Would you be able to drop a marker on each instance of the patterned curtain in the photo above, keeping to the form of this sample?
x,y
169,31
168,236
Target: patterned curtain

____________

What you should do ->
Select and copy every line of the listing with the word "patterned".

Answer ->
Would you be able to drop a marker on each instance of the patterned curtain in the photo above, keeping to the form of this sample?
Target: patterned curtain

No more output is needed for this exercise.